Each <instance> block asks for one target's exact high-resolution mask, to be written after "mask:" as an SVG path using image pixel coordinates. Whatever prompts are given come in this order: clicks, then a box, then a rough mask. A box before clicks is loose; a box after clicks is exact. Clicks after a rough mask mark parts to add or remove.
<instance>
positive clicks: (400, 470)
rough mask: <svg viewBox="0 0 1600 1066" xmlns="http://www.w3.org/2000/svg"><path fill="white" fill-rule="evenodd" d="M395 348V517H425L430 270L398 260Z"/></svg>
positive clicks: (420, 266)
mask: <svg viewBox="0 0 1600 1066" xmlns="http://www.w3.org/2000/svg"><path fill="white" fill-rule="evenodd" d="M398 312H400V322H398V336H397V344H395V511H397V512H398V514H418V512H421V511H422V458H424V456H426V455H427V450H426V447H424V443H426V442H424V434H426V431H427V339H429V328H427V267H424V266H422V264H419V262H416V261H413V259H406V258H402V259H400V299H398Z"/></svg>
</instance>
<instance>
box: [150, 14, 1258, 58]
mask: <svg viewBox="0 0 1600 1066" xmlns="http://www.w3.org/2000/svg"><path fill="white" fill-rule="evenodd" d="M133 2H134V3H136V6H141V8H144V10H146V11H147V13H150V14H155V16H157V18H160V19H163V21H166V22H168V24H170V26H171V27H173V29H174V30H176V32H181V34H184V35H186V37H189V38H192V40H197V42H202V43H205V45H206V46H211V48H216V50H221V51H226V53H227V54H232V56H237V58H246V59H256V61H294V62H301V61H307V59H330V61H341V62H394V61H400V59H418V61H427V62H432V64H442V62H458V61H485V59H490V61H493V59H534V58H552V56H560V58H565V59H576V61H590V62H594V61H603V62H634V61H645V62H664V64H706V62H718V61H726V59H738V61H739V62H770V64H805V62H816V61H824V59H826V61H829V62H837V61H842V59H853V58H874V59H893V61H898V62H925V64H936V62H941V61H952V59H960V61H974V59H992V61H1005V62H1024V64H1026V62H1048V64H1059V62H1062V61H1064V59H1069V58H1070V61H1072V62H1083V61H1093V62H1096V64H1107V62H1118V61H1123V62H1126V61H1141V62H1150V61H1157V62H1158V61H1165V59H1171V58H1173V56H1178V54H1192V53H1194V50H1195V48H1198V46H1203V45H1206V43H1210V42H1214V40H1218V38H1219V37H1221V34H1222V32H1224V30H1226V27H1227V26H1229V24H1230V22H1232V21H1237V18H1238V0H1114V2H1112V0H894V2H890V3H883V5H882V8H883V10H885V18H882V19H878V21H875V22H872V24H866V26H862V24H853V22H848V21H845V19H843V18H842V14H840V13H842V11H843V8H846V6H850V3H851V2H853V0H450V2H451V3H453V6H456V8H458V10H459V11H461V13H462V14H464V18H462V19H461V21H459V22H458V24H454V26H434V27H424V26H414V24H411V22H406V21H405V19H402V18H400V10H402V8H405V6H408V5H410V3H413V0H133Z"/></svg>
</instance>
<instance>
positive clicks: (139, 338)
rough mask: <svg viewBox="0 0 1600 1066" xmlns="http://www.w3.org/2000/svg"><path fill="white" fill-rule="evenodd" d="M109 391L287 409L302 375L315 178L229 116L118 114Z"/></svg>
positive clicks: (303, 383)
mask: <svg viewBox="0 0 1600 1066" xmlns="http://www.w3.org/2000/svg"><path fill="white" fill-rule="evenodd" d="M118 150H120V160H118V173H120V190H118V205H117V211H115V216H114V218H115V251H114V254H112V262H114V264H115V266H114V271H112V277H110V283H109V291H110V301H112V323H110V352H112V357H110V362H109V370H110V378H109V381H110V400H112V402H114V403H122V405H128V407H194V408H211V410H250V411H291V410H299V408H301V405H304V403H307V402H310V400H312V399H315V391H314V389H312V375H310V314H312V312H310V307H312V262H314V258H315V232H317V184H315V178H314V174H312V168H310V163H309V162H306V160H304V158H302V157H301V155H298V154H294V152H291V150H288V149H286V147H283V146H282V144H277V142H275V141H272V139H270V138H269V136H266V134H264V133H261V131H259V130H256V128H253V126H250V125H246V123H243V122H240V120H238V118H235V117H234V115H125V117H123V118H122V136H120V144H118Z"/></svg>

______

> [PROMPT] Rewrite all of the records above, replacing every occurrence of "rough mask" with "coarse mask" and leaving everything else unchanged.

> [FINAL ANSWER]
Each <instance> block asks for one target's exact high-resolution mask, to be written after "mask:" as an SVG path using image pixel coordinates. Whatever prompts are given come in this order: clicks, then a box, then a coarse mask. A box before clicks is loose; a box after clicks is exact. Clicks after a coarse mask mark parts to add or remove.
<instance>
positive clicks: (400, 470)
coarse mask: <svg viewBox="0 0 1600 1066" xmlns="http://www.w3.org/2000/svg"><path fill="white" fill-rule="evenodd" d="M395 348V517H425L430 270L398 260Z"/></svg>
positive clicks: (420, 266)
mask: <svg viewBox="0 0 1600 1066" xmlns="http://www.w3.org/2000/svg"><path fill="white" fill-rule="evenodd" d="M398 312H400V322H398V336H397V344H395V511H397V512H398V514H418V512H421V511H422V458H424V456H426V455H427V450H426V447H424V443H426V442H424V434H426V431H427V339H429V328H427V267H424V266H422V264H419V262H416V261H413V259H406V258H402V259H400V299H398Z"/></svg>
</instance>
<instance>
box: [150, 14, 1258, 58]
mask: <svg viewBox="0 0 1600 1066" xmlns="http://www.w3.org/2000/svg"><path fill="white" fill-rule="evenodd" d="M133 2H134V3H136V6H141V8H144V10H146V11H147V13H150V14H155V16H157V18H160V19H163V21H166V22H168V24H170V26H171V27H173V29H174V30H176V32H181V34H184V35H186V37H189V38H192V40H197V42H202V43H205V45H206V46H211V48H216V50H221V51H226V53H227V54H232V56H237V58H246V59H256V61H294V62H301V61H307V59H330V61H341V62H394V61H400V59H418V61H427V62H432V64H442V62H458V61H485V59H490V61H493V59H534V58H552V56H560V58H565V59H576V61H590V62H594V61H603V62H634V61H645V62H664V64H706V62H718V61H726V59H738V61H739V62H770V64H805V62H816V61H824V59H826V61H829V62H837V61H842V59H853V58H874V59H893V61H898V62H925V64H936V62H941V61H952V59H960V61H974V59H992V61H1005V62H1024V64H1026V62H1048V64H1059V62H1062V61H1064V59H1069V58H1070V61H1072V62H1083V61H1093V62H1096V64H1107V62H1118V61H1123V62H1126V61H1141V62H1150V61H1157V62H1158V61H1165V59H1171V58H1173V56H1178V54H1192V53H1194V50H1195V48H1198V46H1203V45H1206V43H1210V42H1214V40H1218V38H1219V37H1221V34H1222V32H1224V30H1226V27H1227V26H1229V24H1230V22H1232V21H1237V18H1238V0H1114V2H1112V0H894V2H890V3H883V5H882V8H883V10H885V18H882V19H878V21H875V22H872V24H866V26H862V24H853V22H848V21H845V19H843V18H842V14H840V13H842V11H843V8H846V6H850V3H851V2H853V0H450V2H451V3H453V6H456V8H458V10H459V11H461V13H462V14H464V18H462V19H461V21H459V22H458V24H454V26H434V27H424V26H414V24H411V22H406V21H405V19H402V18H400V10H402V8H405V6H408V5H410V3H413V0H133Z"/></svg>
</instance>
<instance>
positive clicks: (139, 338)
coarse mask: <svg viewBox="0 0 1600 1066" xmlns="http://www.w3.org/2000/svg"><path fill="white" fill-rule="evenodd" d="M109 391L287 409L302 375L315 178L229 116L118 114Z"/></svg>
positive clicks: (303, 383)
mask: <svg viewBox="0 0 1600 1066" xmlns="http://www.w3.org/2000/svg"><path fill="white" fill-rule="evenodd" d="M118 150H120V160H118V173H120V190H118V205H117V211H115V216H114V218H115V251H114V254H112V262H114V264H115V266H114V271H112V277H110V283H109V291H110V301H112V323H110V352H112V357H110V362H109V370H110V378H109V381H110V400H112V402H114V403H122V405H128V407H194V408H211V410H250V411H291V410H299V408H301V405H304V403H307V402H310V400H312V399H315V391H314V389H312V375H310V314H312V312H310V307H312V262H314V258H315V232H317V184H315V178H314V174H312V168H310V163H309V162H306V160H304V158H302V157H301V155H298V154H294V152H291V150H288V149H286V147H283V146H282V144H277V142H275V141H272V139H270V138H269V136H266V134H264V133H261V131H259V130H256V128H253V126H250V125H246V123H243V122H240V120H238V118H235V117H234V115H125V117H123V118H122V136H120V144H118Z"/></svg>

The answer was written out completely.